What is required. For each line of the data below, copy it if it holds the word "black".

....

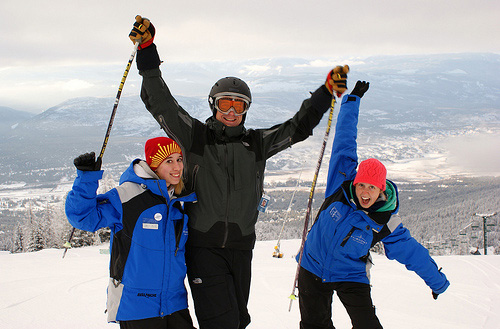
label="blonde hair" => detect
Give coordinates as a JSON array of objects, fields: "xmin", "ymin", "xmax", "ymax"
[{"xmin": 173, "ymin": 179, "xmax": 184, "ymax": 195}]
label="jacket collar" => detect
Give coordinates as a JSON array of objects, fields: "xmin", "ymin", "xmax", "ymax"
[
  {"xmin": 206, "ymin": 116, "xmax": 247, "ymax": 140},
  {"xmin": 120, "ymin": 159, "xmax": 197, "ymax": 204},
  {"xmin": 341, "ymin": 180, "xmax": 399, "ymax": 225}
]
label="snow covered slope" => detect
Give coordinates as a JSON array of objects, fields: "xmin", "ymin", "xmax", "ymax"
[{"xmin": 1, "ymin": 239, "xmax": 499, "ymax": 328}]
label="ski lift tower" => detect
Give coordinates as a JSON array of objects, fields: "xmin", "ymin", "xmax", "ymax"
[{"xmin": 474, "ymin": 212, "xmax": 497, "ymax": 255}]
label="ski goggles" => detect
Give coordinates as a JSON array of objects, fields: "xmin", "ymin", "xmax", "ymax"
[{"xmin": 214, "ymin": 96, "xmax": 250, "ymax": 116}]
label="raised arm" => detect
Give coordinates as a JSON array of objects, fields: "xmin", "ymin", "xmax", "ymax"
[
  {"xmin": 325, "ymin": 81, "xmax": 369, "ymax": 197},
  {"xmin": 259, "ymin": 66, "xmax": 349, "ymax": 159},
  {"xmin": 65, "ymin": 152, "xmax": 122, "ymax": 233},
  {"xmin": 129, "ymin": 16, "xmax": 197, "ymax": 150}
]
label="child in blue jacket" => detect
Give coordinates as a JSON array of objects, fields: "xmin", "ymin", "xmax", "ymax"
[
  {"xmin": 297, "ymin": 81, "xmax": 450, "ymax": 329},
  {"xmin": 66, "ymin": 137, "xmax": 197, "ymax": 328}
]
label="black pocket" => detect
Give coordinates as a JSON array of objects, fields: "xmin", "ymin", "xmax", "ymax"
[{"xmin": 188, "ymin": 274, "xmax": 232, "ymax": 321}]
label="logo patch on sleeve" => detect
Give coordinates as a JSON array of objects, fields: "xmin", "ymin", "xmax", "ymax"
[{"xmin": 329, "ymin": 206, "xmax": 342, "ymax": 222}]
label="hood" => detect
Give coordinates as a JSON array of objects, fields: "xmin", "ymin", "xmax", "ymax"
[
  {"xmin": 119, "ymin": 159, "xmax": 171, "ymax": 199},
  {"xmin": 119, "ymin": 159, "xmax": 197, "ymax": 204},
  {"xmin": 377, "ymin": 180, "xmax": 399, "ymax": 214},
  {"xmin": 119, "ymin": 159, "xmax": 157, "ymax": 184}
]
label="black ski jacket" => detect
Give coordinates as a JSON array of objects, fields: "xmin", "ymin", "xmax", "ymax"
[{"xmin": 139, "ymin": 51, "xmax": 333, "ymax": 250}]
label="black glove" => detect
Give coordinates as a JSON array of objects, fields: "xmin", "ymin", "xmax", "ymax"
[
  {"xmin": 74, "ymin": 152, "xmax": 102, "ymax": 171},
  {"xmin": 136, "ymin": 43, "xmax": 161, "ymax": 71},
  {"xmin": 350, "ymin": 81, "xmax": 370, "ymax": 99},
  {"xmin": 431, "ymin": 267, "xmax": 446, "ymax": 300}
]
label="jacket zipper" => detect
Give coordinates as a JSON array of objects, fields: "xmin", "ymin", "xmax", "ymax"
[
  {"xmin": 155, "ymin": 180, "xmax": 169, "ymax": 316},
  {"xmin": 269, "ymin": 136, "xmax": 292, "ymax": 154},
  {"xmin": 191, "ymin": 165, "xmax": 199, "ymax": 191},
  {"xmin": 174, "ymin": 216, "xmax": 183, "ymax": 256},
  {"xmin": 340, "ymin": 227, "xmax": 356, "ymax": 247},
  {"xmin": 157, "ymin": 180, "xmax": 182, "ymax": 256},
  {"xmin": 256, "ymin": 171, "xmax": 261, "ymax": 196},
  {"xmin": 222, "ymin": 135, "xmax": 230, "ymax": 248}
]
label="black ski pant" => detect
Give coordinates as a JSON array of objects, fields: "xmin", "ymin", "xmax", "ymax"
[
  {"xmin": 186, "ymin": 246, "xmax": 252, "ymax": 329},
  {"xmin": 119, "ymin": 309, "xmax": 196, "ymax": 329},
  {"xmin": 298, "ymin": 267, "xmax": 383, "ymax": 329}
]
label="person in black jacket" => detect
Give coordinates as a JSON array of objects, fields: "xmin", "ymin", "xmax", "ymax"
[{"xmin": 129, "ymin": 15, "xmax": 349, "ymax": 329}]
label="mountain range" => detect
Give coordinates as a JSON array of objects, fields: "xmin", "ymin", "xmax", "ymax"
[{"xmin": 0, "ymin": 53, "xmax": 499, "ymax": 187}]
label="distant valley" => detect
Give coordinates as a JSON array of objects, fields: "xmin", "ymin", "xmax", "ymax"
[{"xmin": 0, "ymin": 53, "xmax": 499, "ymax": 252}]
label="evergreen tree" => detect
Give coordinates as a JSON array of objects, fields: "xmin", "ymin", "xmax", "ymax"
[
  {"xmin": 25, "ymin": 203, "xmax": 44, "ymax": 252},
  {"xmin": 71, "ymin": 229, "xmax": 96, "ymax": 248},
  {"xmin": 42, "ymin": 202, "xmax": 57, "ymax": 249},
  {"xmin": 10, "ymin": 222, "xmax": 25, "ymax": 253}
]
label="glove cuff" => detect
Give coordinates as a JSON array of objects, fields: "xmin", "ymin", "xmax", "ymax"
[
  {"xmin": 138, "ymin": 37, "xmax": 155, "ymax": 50},
  {"xmin": 76, "ymin": 169, "xmax": 104, "ymax": 182},
  {"xmin": 137, "ymin": 44, "xmax": 161, "ymax": 71},
  {"xmin": 310, "ymin": 85, "xmax": 334, "ymax": 115}
]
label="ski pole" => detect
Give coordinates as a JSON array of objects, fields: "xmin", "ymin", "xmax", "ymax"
[
  {"xmin": 62, "ymin": 41, "xmax": 140, "ymax": 258},
  {"xmin": 98, "ymin": 41, "xmax": 141, "ymax": 161},
  {"xmin": 288, "ymin": 96, "xmax": 336, "ymax": 311},
  {"xmin": 288, "ymin": 64, "xmax": 348, "ymax": 309},
  {"xmin": 273, "ymin": 162, "xmax": 304, "ymax": 258},
  {"xmin": 61, "ymin": 227, "xmax": 75, "ymax": 258}
]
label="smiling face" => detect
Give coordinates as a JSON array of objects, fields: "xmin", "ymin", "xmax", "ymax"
[
  {"xmin": 154, "ymin": 153, "xmax": 183, "ymax": 186},
  {"xmin": 355, "ymin": 182, "xmax": 382, "ymax": 209},
  {"xmin": 215, "ymin": 108, "xmax": 243, "ymax": 127}
]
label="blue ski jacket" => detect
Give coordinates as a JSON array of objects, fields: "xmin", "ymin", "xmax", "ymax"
[
  {"xmin": 299, "ymin": 95, "xmax": 450, "ymax": 295},
  {"xmin": 65, "ymin": 159, "xmax": 197, "ymax": 322}
]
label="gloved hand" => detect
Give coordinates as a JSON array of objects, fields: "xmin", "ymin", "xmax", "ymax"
[
  {"xmin": 129, "ymin": 15, "xmax": 156, "ymax": 50},
  {"xmin": 325, "ymin": 65, "xmax": 349, "ymax": 97},
  {"xmin": 431, "ymin": 267, "xmax": 448, "ymax": 300},
  {"xmin": 350, "ymin": 80, "xmax": 370, "ymax": 99},
  {"xmin": 74, "ymin": 152, "xmax": 102, "ymax": 171}
]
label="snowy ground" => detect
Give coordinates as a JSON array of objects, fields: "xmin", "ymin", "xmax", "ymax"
[{"xmin": 1, "ymin": 239, "xmax": 499, "ymax": 329}]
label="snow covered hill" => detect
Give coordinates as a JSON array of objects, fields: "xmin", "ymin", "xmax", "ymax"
[
  {"xmin": 0, "ymin": 106, "xmax": 34, "ymax": 135},
  {"xmin": 1, "ymin": 239, "xmax": 499, "ymax": 328}
]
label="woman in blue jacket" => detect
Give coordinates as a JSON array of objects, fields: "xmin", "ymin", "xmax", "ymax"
[
  {"xmin": 66, "ymin": 137, "xmax": 197, "ymax": 328},
  {"xmin": 297, "ymin": 81, "xmax": 450, "ymax": 329}
]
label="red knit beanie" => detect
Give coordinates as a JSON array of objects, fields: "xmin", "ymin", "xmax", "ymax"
[
  {"xmin": 145, "ymin": 137, "xmax": 182, "ymax": 171},
  {"xmin": 353, "ymin": 158, "xmax": 387, "ymax": 191}
]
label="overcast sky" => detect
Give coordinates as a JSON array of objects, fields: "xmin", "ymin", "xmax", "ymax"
[{"xmin": 2, "ymin": 0, "xmax": 499, "ymax": 113}]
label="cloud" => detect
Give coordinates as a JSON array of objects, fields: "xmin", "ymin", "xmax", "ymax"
[
  {"xmin": 60, "ymin": 79, "xmax": 94, "ymax": 91},
  {"xmin": 443, "ymin": 132, "xmax": 500, "ymax": 175},
  {"xmin": 295, "ymin": 59, "xmax": 366, "ymax": 68},
  {"xmin": 2, "ymin": 0, "xmax": 500, "ymax": 67}
]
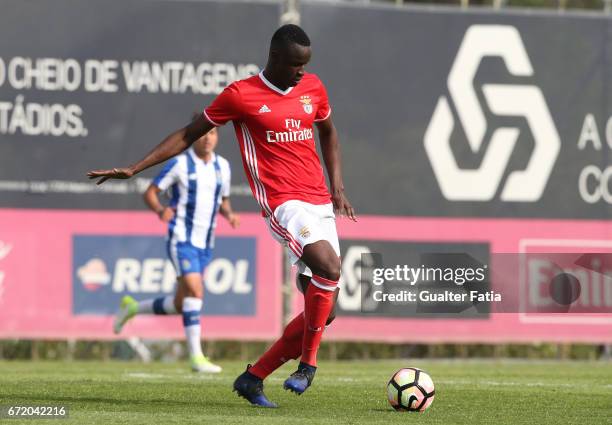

....

Task response.
label="black pocket" => detect
label="black ski jacket" => detect
label="black glove" => detect
label="black ski pant" => detect
label="person in black jacket" => detect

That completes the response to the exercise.